Objective:
Set out every line of the entries below as a Markdown table with two columns, Row and Line. Number the rows and leave out any blank lines.

Information shown:

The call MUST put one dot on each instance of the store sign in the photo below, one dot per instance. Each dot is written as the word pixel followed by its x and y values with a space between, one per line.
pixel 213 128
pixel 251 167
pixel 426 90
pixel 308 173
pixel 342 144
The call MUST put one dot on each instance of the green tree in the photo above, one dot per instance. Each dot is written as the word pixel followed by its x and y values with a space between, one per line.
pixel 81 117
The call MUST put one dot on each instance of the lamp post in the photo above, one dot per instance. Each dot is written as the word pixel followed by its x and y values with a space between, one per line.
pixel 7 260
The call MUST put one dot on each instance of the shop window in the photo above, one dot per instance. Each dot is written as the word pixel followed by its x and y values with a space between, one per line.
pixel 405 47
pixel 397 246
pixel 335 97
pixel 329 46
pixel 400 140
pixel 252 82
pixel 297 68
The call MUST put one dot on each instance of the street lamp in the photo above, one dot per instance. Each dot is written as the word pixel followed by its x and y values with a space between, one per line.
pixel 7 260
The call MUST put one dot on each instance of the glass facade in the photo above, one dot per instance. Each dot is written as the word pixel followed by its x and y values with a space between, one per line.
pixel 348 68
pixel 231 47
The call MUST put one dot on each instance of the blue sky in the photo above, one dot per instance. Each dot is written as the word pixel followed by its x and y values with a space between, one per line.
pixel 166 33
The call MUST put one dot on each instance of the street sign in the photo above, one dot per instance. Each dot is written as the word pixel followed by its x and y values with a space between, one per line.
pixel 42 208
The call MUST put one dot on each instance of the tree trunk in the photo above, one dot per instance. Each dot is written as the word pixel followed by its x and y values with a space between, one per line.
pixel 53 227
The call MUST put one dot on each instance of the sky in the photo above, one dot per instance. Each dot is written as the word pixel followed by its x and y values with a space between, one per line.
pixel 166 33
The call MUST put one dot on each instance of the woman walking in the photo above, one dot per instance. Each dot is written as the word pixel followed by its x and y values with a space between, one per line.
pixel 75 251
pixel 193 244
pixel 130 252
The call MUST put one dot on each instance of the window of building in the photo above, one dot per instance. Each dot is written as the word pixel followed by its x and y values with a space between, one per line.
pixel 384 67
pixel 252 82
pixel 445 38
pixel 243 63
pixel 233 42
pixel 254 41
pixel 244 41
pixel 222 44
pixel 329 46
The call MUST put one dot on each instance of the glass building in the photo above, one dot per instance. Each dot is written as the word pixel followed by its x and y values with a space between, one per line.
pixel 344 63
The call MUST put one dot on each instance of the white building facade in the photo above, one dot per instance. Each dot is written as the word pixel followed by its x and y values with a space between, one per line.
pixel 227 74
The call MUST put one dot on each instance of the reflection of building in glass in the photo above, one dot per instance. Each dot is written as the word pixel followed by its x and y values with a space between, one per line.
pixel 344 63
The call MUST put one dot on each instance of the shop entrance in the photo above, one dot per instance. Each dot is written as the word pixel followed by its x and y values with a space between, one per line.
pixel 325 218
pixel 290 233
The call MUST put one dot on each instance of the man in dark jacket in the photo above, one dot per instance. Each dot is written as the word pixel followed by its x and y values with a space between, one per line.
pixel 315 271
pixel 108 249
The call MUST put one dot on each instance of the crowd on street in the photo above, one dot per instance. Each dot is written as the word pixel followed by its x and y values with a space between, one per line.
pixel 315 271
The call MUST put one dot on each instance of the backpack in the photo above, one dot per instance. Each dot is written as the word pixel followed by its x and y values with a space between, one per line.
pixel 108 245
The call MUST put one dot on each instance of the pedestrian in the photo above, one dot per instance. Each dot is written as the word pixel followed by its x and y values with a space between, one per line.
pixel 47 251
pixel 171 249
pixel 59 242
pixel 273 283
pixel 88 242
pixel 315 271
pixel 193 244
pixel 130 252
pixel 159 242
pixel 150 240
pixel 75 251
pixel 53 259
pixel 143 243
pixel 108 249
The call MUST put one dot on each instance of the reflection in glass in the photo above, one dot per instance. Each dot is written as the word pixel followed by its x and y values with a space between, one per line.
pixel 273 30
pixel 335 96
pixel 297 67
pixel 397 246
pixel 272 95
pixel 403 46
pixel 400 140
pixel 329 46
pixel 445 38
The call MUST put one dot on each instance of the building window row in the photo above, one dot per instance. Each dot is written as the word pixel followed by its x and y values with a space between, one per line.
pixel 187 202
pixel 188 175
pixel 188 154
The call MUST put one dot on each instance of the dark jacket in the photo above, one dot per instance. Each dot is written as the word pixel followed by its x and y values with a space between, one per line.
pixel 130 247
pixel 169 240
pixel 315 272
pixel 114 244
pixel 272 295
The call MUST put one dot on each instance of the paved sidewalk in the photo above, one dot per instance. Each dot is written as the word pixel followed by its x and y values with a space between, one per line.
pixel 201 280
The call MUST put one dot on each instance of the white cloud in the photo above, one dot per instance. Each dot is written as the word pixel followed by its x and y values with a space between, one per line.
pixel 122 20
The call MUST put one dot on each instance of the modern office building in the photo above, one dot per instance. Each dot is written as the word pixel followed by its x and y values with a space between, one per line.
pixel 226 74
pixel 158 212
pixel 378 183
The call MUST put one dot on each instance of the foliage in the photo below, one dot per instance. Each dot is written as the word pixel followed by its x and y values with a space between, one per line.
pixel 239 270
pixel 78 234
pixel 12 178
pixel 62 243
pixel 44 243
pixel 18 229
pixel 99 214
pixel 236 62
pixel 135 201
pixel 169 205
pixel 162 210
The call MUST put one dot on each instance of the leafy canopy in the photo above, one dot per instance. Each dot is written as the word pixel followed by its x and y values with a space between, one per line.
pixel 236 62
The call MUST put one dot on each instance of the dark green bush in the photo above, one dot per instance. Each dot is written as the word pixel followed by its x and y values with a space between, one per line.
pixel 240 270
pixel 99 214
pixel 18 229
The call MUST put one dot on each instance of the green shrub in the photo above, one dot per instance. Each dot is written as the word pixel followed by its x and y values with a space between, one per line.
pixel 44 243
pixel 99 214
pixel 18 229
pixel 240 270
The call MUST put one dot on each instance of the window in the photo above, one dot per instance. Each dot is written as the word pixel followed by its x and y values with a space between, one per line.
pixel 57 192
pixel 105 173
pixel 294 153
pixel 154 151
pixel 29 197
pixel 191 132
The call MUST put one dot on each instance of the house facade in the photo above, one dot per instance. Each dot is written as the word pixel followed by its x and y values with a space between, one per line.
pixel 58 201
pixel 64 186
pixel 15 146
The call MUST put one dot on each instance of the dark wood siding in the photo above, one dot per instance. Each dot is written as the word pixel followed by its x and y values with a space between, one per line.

Correct result:
| Row | Line |
|---|---|
| 1 | The call MUST put one dot on each instance of the store sign in the photo below, one dot per instance. Each dot is written as the word pixel followed by its x and y values with a space between, one per line. |
| 2 | pixel 213 128 |
| 3 | pixel 251 167 |
| 4 | pixel 426 90 |
| 5 | pixel 308 173 |
| 6 | pixel 342 144 |
| 7 | The call MUST put one dot on each instance of the green tree in the photo above, one dot per instance. Each dot is written as the word pixel followed by its x and y values with a space between, one per line. |
| 8 | pixel 81 117 |
| 9 | The call MUST put one dot on each instance of the lamp post in the photo above, one dot per instance. Each dot is written as the word pixel followed by its x and y values with a space between, one per line. |
| 10 | pixel 7 260 |
| 11 | The call MUST put one dot on each instance of the shop window in the photo above, one dot per instance. Each dot is written as the word pixel followed by its x and y values with a space between, one per line. |
| 12 | pixel 405 47 |
| 13 | pixel 397 246 |
| 14 | pixel 335 97 |
| 15 | pixel 329 46 |
| 16 | pixel 400 140 |
| 17 | pixel 252 82 |
| 18 | pixel 297 68 |
| 19 | The call MUST put one dot on each instance of the street lamp in the photo above, one dot per instance. Each dot is written as the word pixel followed by its x and y values with a space between, one per line. |
| 20 | pixel 7 260 |
| 21 | The call MUST put one dot on each instance of the glass facade in the photo above, one dot per instance. Each dot is written as the word pixel followed by its x and y values with a space between, one per line. |
| 22 | pixel 348 68 |
| 23 | pixel 231 47 |
| 24 | The call MUST put one dot on each instance of the blue sky in the photo above, one dot per instance. Each dot is written as the word pixel followed by its x and y values with a space between, one per line. |
| 25 | pixel 166 33 |
| 26 | The call MUST put one dot on each instance of the street sign in the photo above, one dot per instance. Each dot is written as the word pixel followed by its x and y values with a space between, one per line. |
| 27 | pixel 42 208 |
| 28 | The call MUST put one dot on each instance of the tree trunk in the photo above, one dot per instance. Each dot is written as the word pixel followed by its x and y values with a space between, one per line. |
| 29 | pixel 53 227 |
| 30 | The call MUST put one dot on each instance of the sky in the photo above, one dot per instance. Each dot is written as the word pixel followed by its x and y values with a space between, one per line. |
| 31 | pixel 166 33 |
| 32 | The call MUST put one dot on each instance of the woman walking in the photo above, one dot per instance. Each dot is written as the word pixel followed by its x and y values with a space between, one per line. |
| 33 | pixel 75 251 |
| 34 | pixel 193 244 |
| 35 | pixel 130 252 |
| 36 | The call MUST put one dot on each instance of the window of building in the photo above, one dot per instance. Each dot is written as the word pixel followed by its x and y values with a space between, one per line. |
| 37 | pixel 384 67 |
| 38 | pixel 252 82 |
| 39 | pixel 445 38 |
| 40 | pixel 243 63 |
| 41 | pixel 233 42 |
| 42 | pixel 254 41 |
| 43 | pixel 244 41 |
| 44 | pixel 222 44 |
| 45 | pixel 329 46 |
| 46 | The call MUST put one dot on each instance of the glass building in the photo above, one dot per instance. Each dot is written as the word pixel followed by its x and y values with a space between, one per line. |
| 47 | pixel 344 63 |
| 48 | The call MUST put one dot on each instance of the white building facade in the photo above, one dot per instance. Each dot is written as the word pixel followed by its x and y values with a space between, one per line. |
| 49 | pixel 227 74 |
| 50 | The call MUST put one dot on each instance of the reflection of building in glass in the photo above, one dot per instance. Each dot is written as the word pixel followed by its x and y values with a space between, one per line. |
| 51 | pixel 344 63 |
| 52 | The call MUST put one dot on each instance of the shop entrance in the photo above, one dot per instance. Each dot is written as the word pixel followed by its x and y values with a space between, one per line. |
| 53 | pixel 325 218 |
| 54 | pixel 290 233 |
| 55 | The call MUST put one dot on each instance of the man in dark jacket in the photo above, one dot per instance. Each dot is written as the word pixel followed by its x and y values with a space between, one per line. |
| 56 | pixel 315 271 |
| 57 | pixel 108 249 |
| 58 | The call MUST put one dot on each instance of the crowd on street in the photo above, one dot per instance. Each dot is written as the word pixel followed by its x and y values with a space between, one per line. |
| 59 | pixel 315 271 |
| 60 | The call MUST put one dot on each instance of the backpack in the photo above, one dot per instance. Each dot is written as the word pixel followed by its x and y values with a space between, one per line. |
| 61 | pixel 108 245 |
| 62 | The call MUST put one dot on each instance of the pedestrian in the photo above, one dot per instance. Each dot is written as the word pixel followed by its x and y values with a space between, one per line. |
| 63 | pixel 47 251 |
| 64 | pixel 171 249 |
| 65 | pixel 59 242 |
| 66 | pixel 273 283 |
| 67 | pixel 88 242 |
| 68 | pixel 315 271 |
| 69 | pixel 193 244 |
| 70 | pixel 130 252 |
| 71 | pixel 159 242 |
| 72 | pixel 150 240 |
| 73 | pixel 75 251 |
| 74 | pixel 53 259 |
| 75 | pixel 143 243 |
| 76 | pixel 108 249 |
| 77 | The call MUST put one dot on each instance of the reflection in glass in the photo above, one dot per instance. Each dot is written as the word pixel followed by its x and y values with a space between, one per line. |
| 78 | pixel 273 30 |
| 79 | pixel 335 96 |
| 80 | pixel 297 67 |
| 81 | pixel 397 246 |
| 82 | pixel 272 95 |
| 83 | pixel 403 46 |
| 84 | pixel 400 140 |
| 85 | pixel 329 46 |
| 86 | pixel 445 38 |
| 87 | The call MUST put one dot on each instance of the building window row in the photo above, one dot per instance. Each dot is written as the word pixel followed by its x and y values with a space between, one per line. |
| 88 | pixel 187 202 |
| 89 | pixel 188 175 |
| 90 | pixel 188 154 |
| 91 | The call MUST put one dot on each instance of the dark jacket in the photo above, one dot per instance. Each dot is written as the word pixel followed by its x and y values with a space between, one per line. |
| 92 | pixel 130 247 |
| 93 | pixel 169 240 |
| 94 | pixel 315 272 |
| 95 | pixel 114 244 |
| 96 | pixel 272 295 |
| 97 | The call MUST put one dot on each instance of the paved sidewalk in the photo above, one dot per instance. Each dot is written as the word pixel followed by its x and y values with a space between, one per line. |
| 98 | pixel 201 280 |
| 99 | The call MUST put one dot on each instance of the white cloud in the photo above, one dot per instance. Each dot is written as the word pixel followed by its x and y values with a space between, one per line. |
| 100 | pixel 122 20 |
| 101 | The call MUST put one dot on each instance of the modern office building in the photo above, one dot per instance. Each dot is written as the word pixel followed by its x and y values with a space between, one per line. |
| 102 | pixel 226 74 |
| 103 | pixel 158 212 |
| 104 | pixel 378 183 |
| 105 | The call MUST put one dot on each instance of the foliage in the photo below, one dot per instance. Each dot is written as the word pixel followed by its x and y values with a space between, one per line. |
| 106 | pixel 239 270 |
| 107 | pixel 78 234 |
| 108 | pixel 12 178 |
| 109 | pixel 62 243 |
| 110 | pixel 44 243 |
| 111 | pixel 18 229 |
| 112 | pixel 99 214 |
| 113 | pixel 236 62 |
| 114 | pixel 135 201 |
| 115 | pixel 169 205 |
| 116 | pixel 162 210 |
| 117 | The call MUST put one dot on each instance of the leafy canopy in the photo above, one dot per instance. Each dot is written as the word pixel followed by its x and y values with a space between, one per line. |
| 118 | pixel 236 62 |
| 119 | The call MUST put one dot on each instance of the dark green bush in the photo above, one dot per instance. Each dot is written as the word pixel followed by its x and y values with a space between, one per line. |
| 120 | pixel 240 270 |
| 121 | pixel 99 214 |
| 122 | pixel 18 229 |
| 123 | The call MUST put one dot on each instance of the green shrub in the photo above, one dot per instance. Each dot is written as the word pixel followed by its x and y values with a space between, one per line. |
| 124 | pixel 44 243 |
| 125 | pixel 99 214 |
| 126 | pixel 18 229 |
| 127 | pixel 240 270 |
| 128 | The call MUST put one dot on each instance of the window in the photo above, one dot per instance. Each dot is written as the word pixel followed by its x and y values with a space between, one per line. |
| 129 | pixel 57 192 |
| 130 | pixel 105 173 |
| 131 | pixel 294 153 |
| 132 | pixel 154 151 |
| 133 | pixel 29 197 |
| 134 | pixel 191 132 |
| 135 | The call MUST put one dot on each instance of the house facade in the photo above, one dot per instance. Each dot is written as the word pixel followed by its x and y values with a space between, one per line. |
| 136 | pixel 58 201 |
| 137 | pixel 64 186 |
| 138 | pixel 15 146 |
| 139 | The call MUST put one dot on each instance of the dark wood siding in the photo above, one dot per instance. Each dot is written as the word pixel followed by its x and y values with a space between, one per line. |